◆ Records supplied ◆

>>>>

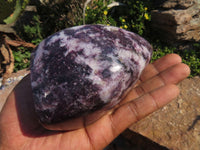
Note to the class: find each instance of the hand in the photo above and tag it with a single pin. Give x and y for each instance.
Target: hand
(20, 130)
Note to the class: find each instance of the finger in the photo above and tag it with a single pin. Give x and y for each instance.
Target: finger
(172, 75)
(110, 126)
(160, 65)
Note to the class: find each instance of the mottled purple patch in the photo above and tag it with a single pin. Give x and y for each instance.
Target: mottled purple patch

<<<<
>>>>

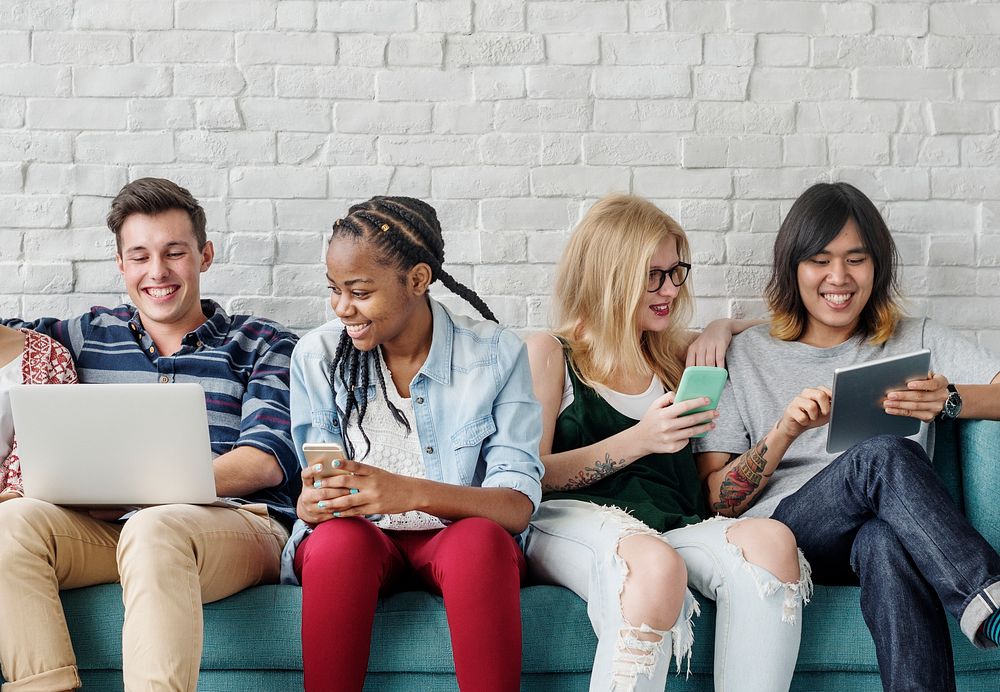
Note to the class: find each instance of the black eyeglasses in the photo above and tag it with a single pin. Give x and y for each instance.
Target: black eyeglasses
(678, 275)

<<<<

◆ Directions ◆
State how many lines in the data include the string "purple". Nothing else belongs in the reply.

◆ Response box ◆
2